▸ **Page text**
━━━━━━━━━━━━━━━━━━━━━━━━━━━━━━
Thursday, May 14, 2009

Annoyances with OpenNMS

So my company has an existing install of OpenNMS and Cacti. I don't like to barrel through the gate and make changes. I'm trying to work within the system here. So I come from a Nagios world. If I need something monitored, I write a script for it. Nagios handles it. My status can be up, down, warning, critical or unknown.

In Nagios, I do the following to add a new service to a host:
1) Define a check command.
2) Add a service to the host using that check command
3) Profit

About the check command:
Most likely, one is already defined but in the case of fairness I'm going with a brand new check. Let's use the one I'm beating my head against in OpenNMS - MySQL Replication status. So I have a script written. It runs some queries and gives me replication status. Additionally, I'm grabbing replication latency. I use this information to determine a more "fine grained" status. Being up or down is pointless if my slaves are 4 hours behind the master.

So I make my script take a few parameters - A warning level, a critical level and the hostname. So I have the following bits of configuration information:


define command {
command_name check_mysql_replication
command_line $USER99$/check_mysql_replication -h $HOSTADDRESS$ -u $USER1$ -p $USER2$ -w $ARG1$ -c $ARG2$
}


What the above gives me is the most flexible way to monitor replication on a system. Each hostgroup or host can have different levels for warning or critical. I could even change the USER macros into ARG so that I can pass the credentials. Oh and that script can be written in any language I like.
━━━━━━━━━━━━━━━━━━━━━━━━━━━━━━
▸ **Stored data**
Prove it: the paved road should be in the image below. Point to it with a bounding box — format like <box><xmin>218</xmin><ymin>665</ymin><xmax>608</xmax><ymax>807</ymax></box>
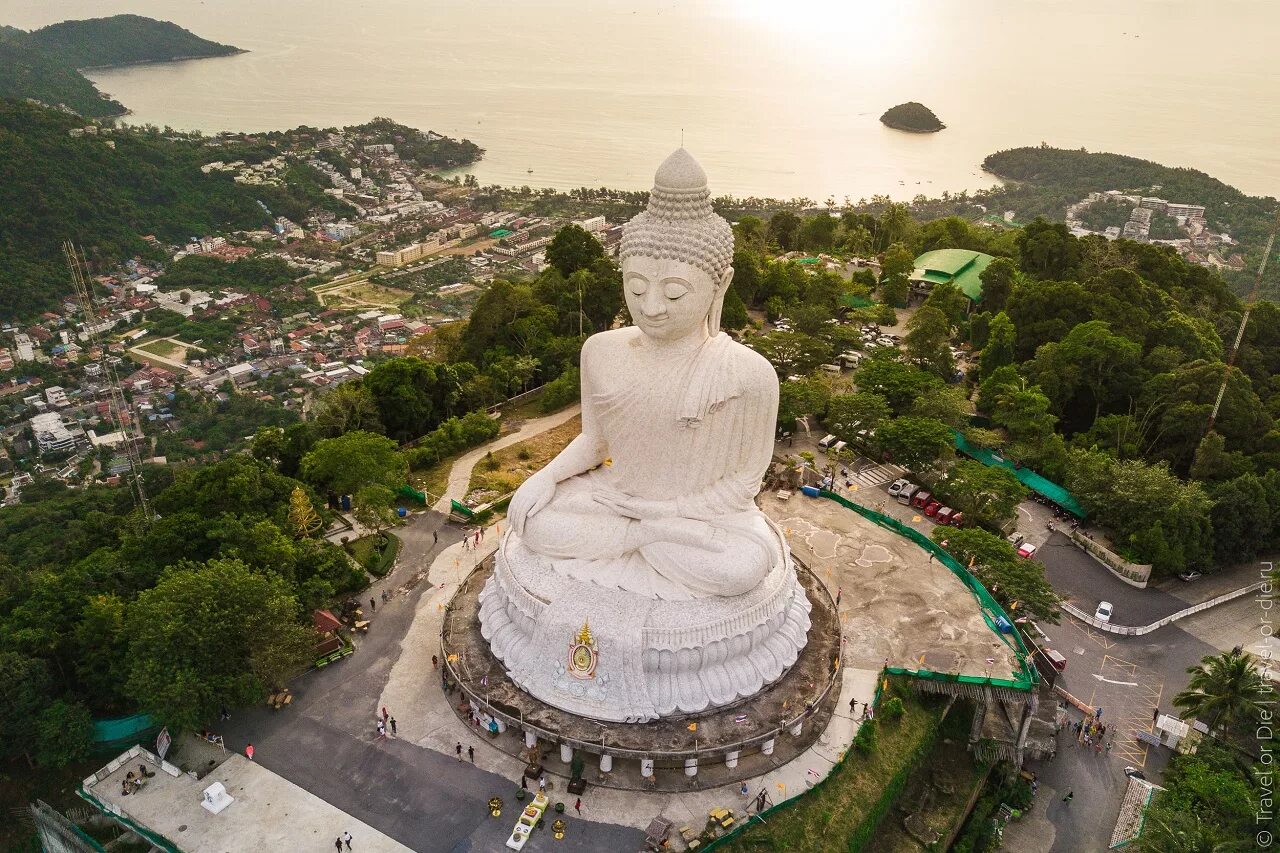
━━━━━━━━━━━━━━━━━━━━━━━━━━━━━━
▸ **Instructions**
(1) Please set down, word for word, the part of the OpenNMS post that opens with the words containing "2) Add a service" and closes with "behind the master.".
(2) Render this sentence from the OpenNMS post in Spanish: "Being up or down is pointless if my slaves are 4 hours behind the master."
The listing here comes from a separate source, unrelated to the OpenNMS post.

▸ **Task solutions**
(1)
2) Add a service to the host using that check command
3) Profit

About the check command:
Most likely, one is already defined but in the case of fairness I'm going with a brand new check. Let's use the one I'm beating my head against in OpenNMS - MySQL Replication status. So I have a script written. It runs some queries and gives me replication status. Additionally, I'm grabbing replication latency. I use this information to determine a more "fine grained" status. Being up or down is pointless if my slaves are 4 hours behind the master.

(2) Estar activo o caído no sirve de nada si mis esclavos van 4 horas por detrás del maestro.